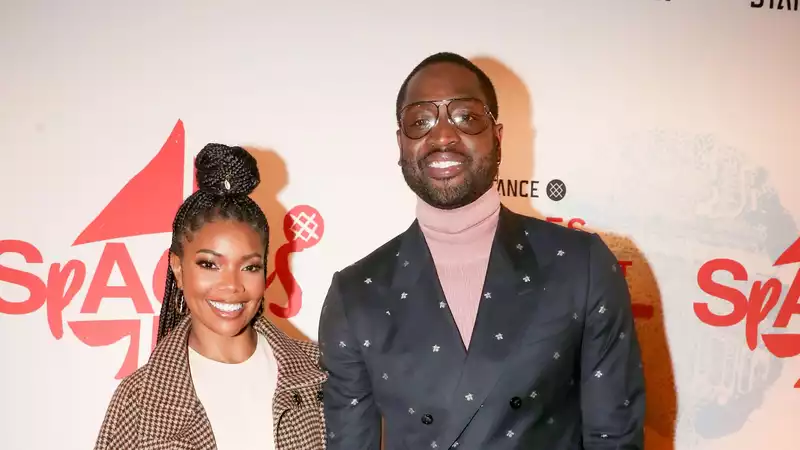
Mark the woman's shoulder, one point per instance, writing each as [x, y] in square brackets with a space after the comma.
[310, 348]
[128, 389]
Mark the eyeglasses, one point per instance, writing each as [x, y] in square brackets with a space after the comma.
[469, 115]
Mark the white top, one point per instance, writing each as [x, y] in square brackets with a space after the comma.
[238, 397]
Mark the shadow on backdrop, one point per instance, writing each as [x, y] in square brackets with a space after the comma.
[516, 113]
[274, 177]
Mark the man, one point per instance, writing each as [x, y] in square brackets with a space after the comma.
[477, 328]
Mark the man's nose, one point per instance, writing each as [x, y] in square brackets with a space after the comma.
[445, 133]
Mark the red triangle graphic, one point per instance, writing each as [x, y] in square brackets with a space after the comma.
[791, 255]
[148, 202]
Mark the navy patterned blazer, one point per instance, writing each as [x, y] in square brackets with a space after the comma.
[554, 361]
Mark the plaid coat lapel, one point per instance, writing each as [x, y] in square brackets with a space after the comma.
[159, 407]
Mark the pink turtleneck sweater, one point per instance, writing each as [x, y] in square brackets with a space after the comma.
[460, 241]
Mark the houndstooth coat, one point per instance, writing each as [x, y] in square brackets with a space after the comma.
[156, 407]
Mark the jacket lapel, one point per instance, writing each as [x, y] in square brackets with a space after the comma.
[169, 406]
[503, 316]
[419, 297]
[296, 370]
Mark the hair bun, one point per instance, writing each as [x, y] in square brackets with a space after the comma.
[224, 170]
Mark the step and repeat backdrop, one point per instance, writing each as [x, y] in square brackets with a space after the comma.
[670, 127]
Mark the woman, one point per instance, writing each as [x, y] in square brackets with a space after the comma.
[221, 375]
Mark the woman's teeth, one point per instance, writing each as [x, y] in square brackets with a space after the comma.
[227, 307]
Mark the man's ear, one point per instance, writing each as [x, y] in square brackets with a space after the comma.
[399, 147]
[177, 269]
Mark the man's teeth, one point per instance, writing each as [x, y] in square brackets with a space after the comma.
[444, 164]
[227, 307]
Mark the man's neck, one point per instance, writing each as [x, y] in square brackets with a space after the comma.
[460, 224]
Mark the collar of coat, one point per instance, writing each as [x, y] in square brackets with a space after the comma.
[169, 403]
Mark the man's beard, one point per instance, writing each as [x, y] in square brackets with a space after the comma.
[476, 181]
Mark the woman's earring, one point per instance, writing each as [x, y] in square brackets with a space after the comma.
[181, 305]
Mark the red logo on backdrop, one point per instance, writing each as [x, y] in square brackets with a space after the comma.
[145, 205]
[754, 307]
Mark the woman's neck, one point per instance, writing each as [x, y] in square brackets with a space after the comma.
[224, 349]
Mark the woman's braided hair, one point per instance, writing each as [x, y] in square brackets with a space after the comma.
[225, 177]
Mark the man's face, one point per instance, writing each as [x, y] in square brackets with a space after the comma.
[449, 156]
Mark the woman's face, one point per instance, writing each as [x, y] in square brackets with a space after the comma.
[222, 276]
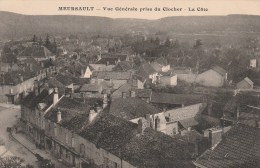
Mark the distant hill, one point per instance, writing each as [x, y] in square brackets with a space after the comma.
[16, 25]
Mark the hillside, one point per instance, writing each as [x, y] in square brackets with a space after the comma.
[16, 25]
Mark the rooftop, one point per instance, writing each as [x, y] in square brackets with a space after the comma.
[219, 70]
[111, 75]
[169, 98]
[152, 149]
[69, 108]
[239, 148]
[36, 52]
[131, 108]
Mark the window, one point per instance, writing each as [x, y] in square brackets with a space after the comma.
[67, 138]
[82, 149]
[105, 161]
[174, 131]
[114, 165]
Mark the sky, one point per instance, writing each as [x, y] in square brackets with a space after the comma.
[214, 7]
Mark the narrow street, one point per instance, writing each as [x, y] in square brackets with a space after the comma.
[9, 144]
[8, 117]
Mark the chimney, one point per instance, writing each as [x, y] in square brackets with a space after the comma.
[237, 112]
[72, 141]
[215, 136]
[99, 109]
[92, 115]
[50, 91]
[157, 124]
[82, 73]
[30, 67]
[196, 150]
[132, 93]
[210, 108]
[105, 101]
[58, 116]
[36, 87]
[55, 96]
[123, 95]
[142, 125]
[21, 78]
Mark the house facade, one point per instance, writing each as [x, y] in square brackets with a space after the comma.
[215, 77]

-- -- --

Your task
When copying the listing, print each line exactly but leave out every picture.

Answer box
Mark the woman's shoulder, one point per instance, writing each as [x, y] in square brackets with a space after the comma.
[310, 348]
[128, 389]
Mark the eyeglasses, one point per instance, writing each as [x, y] in square brackets with a space after the comma.
[469, 115]
Mark the white top, one point per instance, writing each as [x, y] in square brackets with a space after the comma.
[238, 397]
Mark the shadow on backdrop, one point per instance, writing each as [x, y] in square brackets with a space after the comma.
[516, 113]
[274, 177]
Mark the man, one point per instance, writing each as [x, y] in square brackets with a space after the comma.
[477, 328]
Mark the man's nose, one point per instance, writing each as [x, y] in square brackets with a space after the comma.
[445, 133]
Mark the red triangle graphic, one point per instance, writing each as [x, y] in square brackets with a space after the comma.
[791, 255]
[148, 202]
Mark the navy patterned blazer, one point per instance, writing each as [x, y] in square brackets with a space after the comma.
[554, 361]
Mark the plaid coat lapel, one point per instance, writing each as [x, y] in square brackets with a space after the comma.
[159, 407]
Mark the pink turtleneck sweater, one point per instance, writing each as [x, y] in square brackets with a space after the comma.
[460, 241]
Mark the houndstooth coat, one point per instance, writing each as [x, y] in square brackets with a space after the comma.
[156, 407]
Mark the jacket lapel, one point per instance, writing each as [x, y] in square brackets with a space after the comma.
[169, 406]
[503, 316]
[419, 297]
[296, 370]
Mark the hair bun, one point per instance, writing each as [x, y] in square brackets with a space after the comma.
[224, 170]
Mark the step and repeat backdrop, one point per instance, writing each as [x, y] in square brackets with a space after the comma.
[670, 127]
Mark the woman, one point per instance, writing each as [x, y] in square brackets with a space after the comma.
[221, 375]
Mark the woman's teeth, one point per instance, writing each as [x, y] in square brackets with a space after the comma.
[227, 307]
Mark the man's ear, one point per instance, writing each as [x, y] in square brackets with a space after the comma.
[399, 147]
[177, 269]
Mark the man's teeth, one point per instance, writing each as [x, y] in square brackets with a space after the comma.
[444, 164]
[227, 307]
Mark the man's neck, one point per instance, writing each as [x, y] in square brackets with a space after the comma.
[460, 224]
Mark the collar of coat, one point per instance, writing each as [x, y] in square brackets with a space after the comma.
[169, 403]
Mark the man's beard, one point per instance, writing each as [x, y] in square brackets with a space after the comma.
[476, 181]
Mark the woman's earring, one point per instance, writing each as [x, y] in square brackets with a space after the comma.
[181, 305]
Mark the red logo on backdrop, one point per instance, writing each as [x, y] in square brackets with a space after the comma.
[145, 205]
[754, 307]
Mark the woman's neck, one point per instance, writing each as [x, y] in square brackets with a space after the comma.
[224, 349]
Mark the woman's braided hair, one point per instance, writing each as [x, y] in square brackets with a space after the comma.
[225, 177]
Mark the man's face, one point per instance, writing each as [x, y] in square brackets with a space after the comma.
[449, 156]
Mark the woman's face, one point per instance, writing each as [x, y] in square brackets with a space after the comma.
[222, 276]
Mark the distant hill, one point per instance, writing each as [x, y] in square brackets with a space after the comma.
[16, 25]
Mark the hillside, one point per instance, writing each as [x, y] in square brackets with a space after the comma.
[16, 25]
Mark the rooftop, one point per instance, writing each as [x, y] in square brackets with a space after the comma.
[219, 70]
[111, 75]
[169, 98]
[152, 149]
[69, 108]
[239, 148]
[36, 52]
[131, 108]
Mark the window, one point per instance, writing each as [x, y] in square brackets with a space after the comma.
[67, 138]
[82, 149]
[105, 161]
[174, 131]
[114, 165]
Mark the sky, one point per instance, writing each as [x, y] in square brackets with a space after the comma.
[214, 7]
Mark the narrow street, one point per instance, writing each as [x, y] in square brackets with a space after the comma.
[9, 144]
[8, 117]
Mark the chimney, one point per instance, writing each as [x, y] in square brackets with a space after the comma.
[237, 112]
[72, 141]
[215, 136]
[99, 109]
[92, 115]
[50, 91]
[157, 124]
[82, 73]
[30, 67]
[196, 150]
[132, 93]
[210, 108]
[105, 101]
[58, 116]
[36, 87]
[55, 96]
[123, 95]
[142, 125]
[21, 78]
Mark the house facade, one point per instance, writing each as [x, y] in square brackets with a space after the comma.
[215, 77]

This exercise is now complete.